Records for the task =
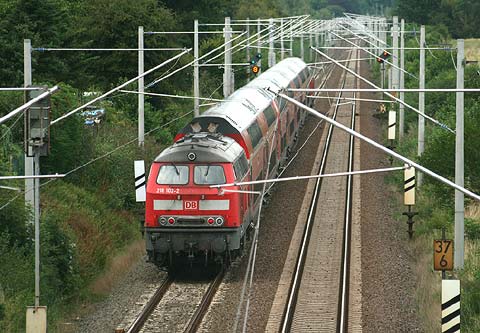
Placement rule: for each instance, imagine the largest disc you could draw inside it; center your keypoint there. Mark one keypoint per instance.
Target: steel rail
(202, 309)
(150, 306)
(295, 285)
(342, 323)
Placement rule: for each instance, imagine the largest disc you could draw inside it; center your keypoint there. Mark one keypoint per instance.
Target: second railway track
(178, 305)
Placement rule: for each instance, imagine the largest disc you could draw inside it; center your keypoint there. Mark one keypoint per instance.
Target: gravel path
(106, 315)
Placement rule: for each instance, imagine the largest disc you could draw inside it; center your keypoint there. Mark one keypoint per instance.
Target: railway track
(318, 297)
(177, 305)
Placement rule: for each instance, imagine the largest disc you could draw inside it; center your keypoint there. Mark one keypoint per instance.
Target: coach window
(270, 115)
(173, 175)
(209, 175)
(296, 80)
(255, 133)
(302, 76)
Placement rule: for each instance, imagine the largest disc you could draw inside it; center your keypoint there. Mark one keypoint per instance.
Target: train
(246, 137)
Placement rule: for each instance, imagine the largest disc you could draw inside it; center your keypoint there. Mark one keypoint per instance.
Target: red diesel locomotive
(228, 143)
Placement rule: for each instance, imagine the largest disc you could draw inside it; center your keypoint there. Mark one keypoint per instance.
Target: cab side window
(240, 166)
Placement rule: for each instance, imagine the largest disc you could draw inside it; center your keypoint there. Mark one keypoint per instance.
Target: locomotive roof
(207, 148)
(242, 107)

Task brief = All of the lines above should be retyped precisely, apart from the pictures.

Full solution =
Placement rule: for each instance, imagine the largest disc you could draw inside it; center your keypoint there. Mark one keypoint per instance.
Target: steel rail
(202, 309)
(150, 306)
(295, 285)
(342, 323)
Placement rule: for each instance, imagine the largest disc you could draw inside it; center your keypoint there. Mark one keypoint per instance.
Target: second railway track
(178, 305)
Placement rule: for each instance, imagine the largest disc you could draw inside it; center your keypoint there. Mark one keypoint per instance.
Target: gravel path
(106, 315)
Placement rule: for each instance, imagine the largest disc you could draw inside it; center your keypoint there. Mark one keypoint per instance.
Target: railway track
(318, 297)
(177, 305)
Placement rule: for each instance, imagine the largest disc you could draw inside it; center your keypoint there. Mark one keypoint per instance.
Target: coach window
(270, 115)
(173, 175)
(209, 175)
(296, 80)
(255, 133)
(302, 76)
Placement rule: for each instance, imagine the largest disc you could draw inside it; center your keypoint there. Mark one keypoint per instance.
Target: train
(246, 137)
Placement rule: for each instance, imagine the largest disc you could draw inside it; center your keypoint there. Mark one keypoint per instance.
Target: red diesel locomotive
(228, 143)
Placement rule: for each instance, imagine the largest disc you could draw inside it; center your keypoint there. Mark one keypoint per instance.
Target: cab side window
(240, 166)
Placement rule: for each instance, imagine the largest disc you could draw inside it; center your keypoint there. Mark one keypoint per instance.
Target: locomotive roof
(207, 148)
(242, 107)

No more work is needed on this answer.